### [TASKS FOR THIS EXERCISE]
[1] In the passage on the India–Australia trade agreement, transcribe the stretch from "Getting easier access" through "within five years.".
[2] List every kind of goods that the passage on the India–Australia trade agreement names as ones India wants easier access for in western markets.

### [READING PASSAGE]
-- Opening Marker --

Plenty. ECTA says Indian drugs that have already been approved in the UK and US will get faster approval in Australia too. Export council Pharmexcil’s Director General Ravi Uday Bhaskar said India has the highest number of USFDA-approved sites and other stringent regulatory agencies approvals too — which will yield results once ECTA comes into effect. India exported $387 mn worth of pharma products to Australia registering a growth of 11.58% FY22. FIEO also expects India’s share in Australia’s US$ 13 billion pharma market to go up.

Will ECTA give a push to labour intensive industries?

Getting easier access for apparel, textiles, leather, footwear, gems & jewellery, furniture, machinery and electrical goods in western markets is India’s key aims in trade deals. ECTA will see India getting zero duty on 98.3% of tariff lines from the day the agreement comes into force and on 100% of tariff lines within five years.

What’s on offer from Australian winemakers?

-- Closing Marker --

Saved entries:
-- Opening Marker --

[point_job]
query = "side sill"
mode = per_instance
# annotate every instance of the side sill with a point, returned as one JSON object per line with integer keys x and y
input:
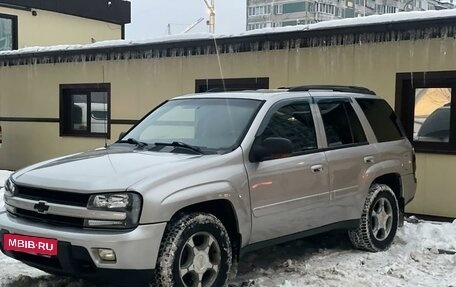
{"x": 349, "y": 224}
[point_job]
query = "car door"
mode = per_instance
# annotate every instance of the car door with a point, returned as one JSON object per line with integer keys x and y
{"x": 349, "y": 156}
{"x": 289, "y": 193}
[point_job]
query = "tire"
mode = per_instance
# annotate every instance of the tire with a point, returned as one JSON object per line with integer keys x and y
{"x": 379, "y": 220}
{"x": 195, "y": 249}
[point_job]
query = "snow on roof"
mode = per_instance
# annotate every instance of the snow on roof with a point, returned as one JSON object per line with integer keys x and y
{"x": 325, "y": 25}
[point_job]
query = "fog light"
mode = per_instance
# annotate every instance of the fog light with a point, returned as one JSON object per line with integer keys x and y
{"x": 106, "y": 254}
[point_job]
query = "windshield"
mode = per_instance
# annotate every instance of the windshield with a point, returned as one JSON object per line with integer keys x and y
{"x": 208, "y": 125}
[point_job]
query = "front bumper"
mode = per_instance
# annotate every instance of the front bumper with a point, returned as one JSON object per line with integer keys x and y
{"x": 136, "y": 250}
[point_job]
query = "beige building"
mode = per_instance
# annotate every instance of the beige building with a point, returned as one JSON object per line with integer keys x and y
{"x": 65, "y": 101}
{"x": 28, "y": 23}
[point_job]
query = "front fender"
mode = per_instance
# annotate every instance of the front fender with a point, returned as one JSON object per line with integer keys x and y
{"x": 166, "y": 208}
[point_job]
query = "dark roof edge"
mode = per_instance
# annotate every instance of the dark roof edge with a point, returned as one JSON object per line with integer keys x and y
{"x": 117, "y": 12}
{"x": 356, "y": 34}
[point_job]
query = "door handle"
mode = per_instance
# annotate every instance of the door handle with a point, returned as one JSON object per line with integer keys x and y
{"x": 369, "y": 159}
{"x": 316, "y": 168}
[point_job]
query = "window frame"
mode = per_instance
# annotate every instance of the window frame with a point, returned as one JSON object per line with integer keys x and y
{"x": 15, "y": 29}
{"x": 87, "y": 89}
{"x": 406, "y": 84}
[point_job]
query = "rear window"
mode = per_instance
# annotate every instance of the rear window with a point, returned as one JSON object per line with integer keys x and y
{"x": 382, "y": 119}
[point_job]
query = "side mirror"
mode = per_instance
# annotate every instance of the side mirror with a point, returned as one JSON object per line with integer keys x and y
{"x": 270, "y": 147}
{"x": 122, "y": 134}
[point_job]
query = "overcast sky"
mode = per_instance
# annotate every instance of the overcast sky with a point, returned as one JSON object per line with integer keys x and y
{"x": 150, "y": 18}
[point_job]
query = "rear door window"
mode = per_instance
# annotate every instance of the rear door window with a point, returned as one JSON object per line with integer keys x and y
{"x": 342, "y": 126}
{"x": 382, "y": 119}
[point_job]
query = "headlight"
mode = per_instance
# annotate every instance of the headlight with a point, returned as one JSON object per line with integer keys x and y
{"x": 10, "y": 187}
{"x": 127, "y": 202}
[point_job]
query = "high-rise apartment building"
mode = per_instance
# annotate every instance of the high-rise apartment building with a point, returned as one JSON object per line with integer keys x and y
{"x": 280, "y": 13}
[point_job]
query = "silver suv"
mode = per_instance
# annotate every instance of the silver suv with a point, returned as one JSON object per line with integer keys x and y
{"x": 204, "y": 178}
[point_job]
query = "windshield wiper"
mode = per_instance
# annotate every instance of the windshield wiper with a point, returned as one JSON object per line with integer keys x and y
{"x": 182, "y": 145}
{"x": 135, "y": 142}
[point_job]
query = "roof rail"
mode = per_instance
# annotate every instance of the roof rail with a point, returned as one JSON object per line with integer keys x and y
{"x": 335, "y": 88}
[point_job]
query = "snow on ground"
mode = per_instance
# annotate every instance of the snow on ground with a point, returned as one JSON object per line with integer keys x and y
{"x": 423, "y": 255}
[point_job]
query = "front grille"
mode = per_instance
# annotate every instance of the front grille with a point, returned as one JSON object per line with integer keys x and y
{"x": 51, "y": 196}
{"x": 60, "y": 197}
{"x": 50, "y": 218}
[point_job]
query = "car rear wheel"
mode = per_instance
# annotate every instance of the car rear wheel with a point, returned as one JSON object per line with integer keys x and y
{"x": 195, "y": 252}
{"x": 379, "y": 220}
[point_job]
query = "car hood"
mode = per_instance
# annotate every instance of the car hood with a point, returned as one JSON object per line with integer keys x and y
{"x": 105, "y": 169}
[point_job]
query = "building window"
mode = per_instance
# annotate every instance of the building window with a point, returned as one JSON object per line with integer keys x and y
{"x": 278, "y": 9}
{"x": 8, "y": 32}
{"x": 426, "y": 104}
{"x": 259, "y": 25}
{"x": 259, "y": 10}
{"x": 85, "y": 110}
{"x": 237, "y": 84}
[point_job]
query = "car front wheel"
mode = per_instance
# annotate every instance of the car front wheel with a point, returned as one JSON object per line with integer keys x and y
{"x": 195, "y": 252}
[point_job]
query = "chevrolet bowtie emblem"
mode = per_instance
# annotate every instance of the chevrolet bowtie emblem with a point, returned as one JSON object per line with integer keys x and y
{"x": 41, "y": 207}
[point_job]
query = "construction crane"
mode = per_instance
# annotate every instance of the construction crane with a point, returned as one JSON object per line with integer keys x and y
{"x": 211, "y": 22}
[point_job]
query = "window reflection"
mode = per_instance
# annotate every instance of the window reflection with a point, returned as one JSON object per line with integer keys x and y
{"x": 432, "y": 115}
{"x": 6, "y": 34}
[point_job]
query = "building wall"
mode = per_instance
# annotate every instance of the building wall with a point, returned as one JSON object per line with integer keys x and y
{"x": 138, "y": 85}
{"x": 50, "y": 28}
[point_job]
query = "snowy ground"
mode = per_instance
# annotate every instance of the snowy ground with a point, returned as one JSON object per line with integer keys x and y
{"x": 423, "y": 255}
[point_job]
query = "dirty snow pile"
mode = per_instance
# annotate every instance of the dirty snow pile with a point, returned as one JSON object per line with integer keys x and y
{"x": 423, "y": 255}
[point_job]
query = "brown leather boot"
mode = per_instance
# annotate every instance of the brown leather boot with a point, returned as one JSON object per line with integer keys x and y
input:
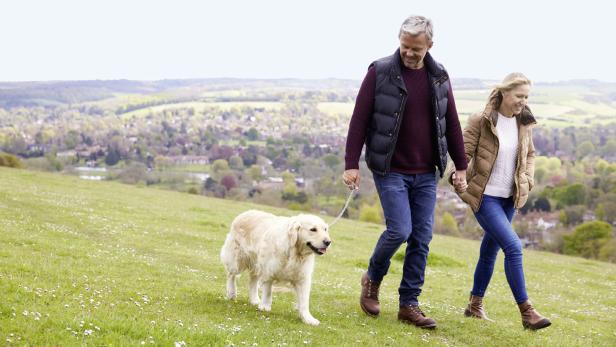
{"x": 531, "y": 319}
{"x": 369, "y": 299}
{"x": 475, "y": 308}
{"x": 413, "y": 315}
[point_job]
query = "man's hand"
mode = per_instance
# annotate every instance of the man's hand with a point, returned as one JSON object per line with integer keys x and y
{"x": 459, "y": 181}
{"x": 351, "y": 178}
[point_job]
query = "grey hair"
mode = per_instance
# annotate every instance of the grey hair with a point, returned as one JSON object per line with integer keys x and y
{"x": 415, "y": 25}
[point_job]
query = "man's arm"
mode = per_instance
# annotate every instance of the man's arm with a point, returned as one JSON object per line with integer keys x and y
{"x": 455, "y": 141}
{"x": 364, "y": 106}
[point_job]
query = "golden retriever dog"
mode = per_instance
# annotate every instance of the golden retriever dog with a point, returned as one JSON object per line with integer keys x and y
{"x": 273, "y": 248}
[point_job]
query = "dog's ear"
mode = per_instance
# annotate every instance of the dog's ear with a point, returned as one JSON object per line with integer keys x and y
{"x": 293, "y": 231}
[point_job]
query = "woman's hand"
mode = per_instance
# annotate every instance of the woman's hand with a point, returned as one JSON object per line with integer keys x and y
{"x": 459, "y": 181}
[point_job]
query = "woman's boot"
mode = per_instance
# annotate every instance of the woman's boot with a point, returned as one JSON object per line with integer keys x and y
{"x": 531, "y": 319}
{"x": 475, "y": 308}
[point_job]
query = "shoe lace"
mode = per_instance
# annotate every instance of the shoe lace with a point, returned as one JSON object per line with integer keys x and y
{"x": 373, "y": 290}
{"x": 417, "y": 310}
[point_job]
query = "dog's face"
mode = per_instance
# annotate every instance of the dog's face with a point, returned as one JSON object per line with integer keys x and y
{"x": 311, "y": 232}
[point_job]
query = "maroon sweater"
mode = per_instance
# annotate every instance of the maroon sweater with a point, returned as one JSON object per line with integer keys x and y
{"x": 416, "y": 145}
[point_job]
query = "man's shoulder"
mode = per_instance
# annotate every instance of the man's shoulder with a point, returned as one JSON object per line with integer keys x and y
{"x": 382, "y": 63}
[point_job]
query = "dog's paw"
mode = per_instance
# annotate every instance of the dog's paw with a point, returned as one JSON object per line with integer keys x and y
{"x": 310, "y": 320}
{"x": 264, "y": 308}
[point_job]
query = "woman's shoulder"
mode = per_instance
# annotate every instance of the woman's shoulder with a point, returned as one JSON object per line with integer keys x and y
{"x": 476, "y": 118}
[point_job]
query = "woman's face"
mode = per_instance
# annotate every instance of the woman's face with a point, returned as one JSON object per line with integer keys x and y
{"x": 515, "y": 100}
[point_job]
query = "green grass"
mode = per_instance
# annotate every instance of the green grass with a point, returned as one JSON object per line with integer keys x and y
{"x": 100, "y": 263}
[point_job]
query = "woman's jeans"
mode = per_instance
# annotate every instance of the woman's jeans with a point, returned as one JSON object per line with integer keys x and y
{"x": 408, "y": 205}
{"x": 494, "y": 216}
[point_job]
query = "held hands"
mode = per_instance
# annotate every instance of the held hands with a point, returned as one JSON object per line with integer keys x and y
{"x": 351, "y": 178}
{"x": 459, "y": 181}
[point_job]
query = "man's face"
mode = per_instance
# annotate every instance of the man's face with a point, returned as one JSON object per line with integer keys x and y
{"x": 413, "y": 49}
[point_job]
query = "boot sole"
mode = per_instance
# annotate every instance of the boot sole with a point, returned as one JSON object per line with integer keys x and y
{"x": 468, "y": 313}
{"x": 374, "y": 315}
{"x": 429, "y": 326}
{"x": 537, "y": 327}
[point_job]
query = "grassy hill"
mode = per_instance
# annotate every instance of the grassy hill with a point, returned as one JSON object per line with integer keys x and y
{"x": 98, "y": 263}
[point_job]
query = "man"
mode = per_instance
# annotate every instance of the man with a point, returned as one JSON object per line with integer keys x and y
{"x": 406, "y": 115}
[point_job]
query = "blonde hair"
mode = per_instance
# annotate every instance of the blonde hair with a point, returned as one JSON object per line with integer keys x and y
{"x": 509, "y": 83}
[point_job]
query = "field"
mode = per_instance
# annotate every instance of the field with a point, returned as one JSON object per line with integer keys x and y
{"x": 100, "y": 263}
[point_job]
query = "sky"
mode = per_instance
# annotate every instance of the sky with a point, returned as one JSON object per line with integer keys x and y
{"x": 547, "y": 40}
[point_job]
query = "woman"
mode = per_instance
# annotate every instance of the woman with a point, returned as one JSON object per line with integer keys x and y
{"x": 500, "y": 155}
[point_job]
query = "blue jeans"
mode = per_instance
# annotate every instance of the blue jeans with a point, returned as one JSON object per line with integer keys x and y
{"x": 408, "y": 205}
{"x": 494, "y": 216}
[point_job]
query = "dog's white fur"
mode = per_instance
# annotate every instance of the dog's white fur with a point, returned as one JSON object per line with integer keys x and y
{"x": 274, "y": 248}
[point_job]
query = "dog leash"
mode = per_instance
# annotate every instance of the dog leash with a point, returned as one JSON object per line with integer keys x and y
{"x": 354, "y": 189}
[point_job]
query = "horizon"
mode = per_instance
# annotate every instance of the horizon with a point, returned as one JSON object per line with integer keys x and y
{"x": 142, "y": 40}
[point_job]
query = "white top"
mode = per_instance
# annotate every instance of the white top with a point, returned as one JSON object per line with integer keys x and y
{"x": 501, "y": 180}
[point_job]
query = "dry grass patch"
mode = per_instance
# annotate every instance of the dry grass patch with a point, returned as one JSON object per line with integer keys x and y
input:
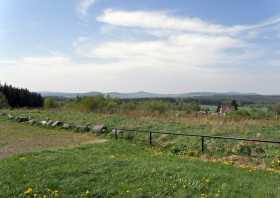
{"x": 17, "y": 138}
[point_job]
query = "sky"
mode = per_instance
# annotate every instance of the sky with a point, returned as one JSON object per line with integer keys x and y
{"x": 157, "y": 46}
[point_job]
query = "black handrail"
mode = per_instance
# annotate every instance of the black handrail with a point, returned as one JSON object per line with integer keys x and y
{"x": 203, "y": 137}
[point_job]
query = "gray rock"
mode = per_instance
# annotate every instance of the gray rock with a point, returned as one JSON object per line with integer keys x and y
{"x": 43, "y": 123}
{"x": 99, "y": 129}
{"x": 117, "y": 132}
{"x": 32, "y": 122}
{"x": 82, "y": 129}
{"x": 66, "y": 126}
{"x": 49, "y": 123}
{"x": 22, "y": 119}
{"x": 57, "y": 124}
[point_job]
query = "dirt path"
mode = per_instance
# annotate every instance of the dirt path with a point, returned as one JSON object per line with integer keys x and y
{"x": 19, "y": 138}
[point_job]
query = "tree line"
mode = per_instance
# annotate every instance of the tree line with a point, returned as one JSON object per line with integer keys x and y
{"x": 18, "y": 97}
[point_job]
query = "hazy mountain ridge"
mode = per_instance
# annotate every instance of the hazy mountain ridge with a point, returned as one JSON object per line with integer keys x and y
{"x": 143, "y": 94}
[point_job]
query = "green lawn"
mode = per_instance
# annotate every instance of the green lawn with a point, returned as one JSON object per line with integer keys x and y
{"x": 261, "y": 156}
{"x": 123, "y": 169}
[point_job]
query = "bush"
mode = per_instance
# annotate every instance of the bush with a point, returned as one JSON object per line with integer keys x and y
{"x": 92, "y": 103}
{"x": 156, "y": 106}
{"x": 50, "y": 103}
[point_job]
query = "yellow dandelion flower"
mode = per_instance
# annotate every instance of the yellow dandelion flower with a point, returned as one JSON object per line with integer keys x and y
{"x": 28, "y": 191}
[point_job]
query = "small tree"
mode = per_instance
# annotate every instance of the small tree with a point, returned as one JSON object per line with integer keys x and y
{"x": 234, "y": 104}
{"x": 50, "y": 103}
{"x": 276, "y": 109}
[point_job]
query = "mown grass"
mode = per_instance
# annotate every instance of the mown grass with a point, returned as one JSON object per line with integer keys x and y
{"x": 259, "y": 155}
{"x": 18, "y": 138}
{"x": 123, "y": 169}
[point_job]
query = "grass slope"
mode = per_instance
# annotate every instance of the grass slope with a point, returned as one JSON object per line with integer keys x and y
{"x": 19, "y": 138}
{"x": 122, "y": 169}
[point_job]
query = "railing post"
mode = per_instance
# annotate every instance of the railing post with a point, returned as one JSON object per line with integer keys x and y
{"x": 202, "y": 144}
{"x": 150, "y": 138}
{"x": 116, "y": 133}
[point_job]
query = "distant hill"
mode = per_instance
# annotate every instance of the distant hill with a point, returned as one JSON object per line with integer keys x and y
{"x": 142, "y": 94}
{"x": 68, "y": 94}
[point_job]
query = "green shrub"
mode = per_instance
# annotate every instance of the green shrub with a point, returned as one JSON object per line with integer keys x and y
{"x": 156, "y": 106}
{"x": 3, "y": 101}
{"x": 50, "y": 103}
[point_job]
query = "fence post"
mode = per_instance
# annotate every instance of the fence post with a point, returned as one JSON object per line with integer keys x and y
{"x": 202, "y": 144}
{"x": 150, "y": 138}
{"x": 116, "y": 133}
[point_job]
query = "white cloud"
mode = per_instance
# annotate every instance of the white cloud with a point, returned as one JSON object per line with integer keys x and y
{"x": 84, "y": 5}
{"x": 185, "y": 50}
{"x": 162, "y": 20}
{"x": 46, "y": 60}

-- Closing Marker --

### [REPLIES]
[1]
Getting easier access for apparel, textiles, leather, footwear, gems & jewellery, furniture, machinery and electrical goods in western markets is India’s key aims in trade deals. ECTA will see India getting zero duty on 98.3% of tariff lines from the day the agreement comes into force and on 100% of tariff lines within five years.

[2] apparel, textiles, leather, footwear, gems & jewellery, furniture, machinery, electrical goods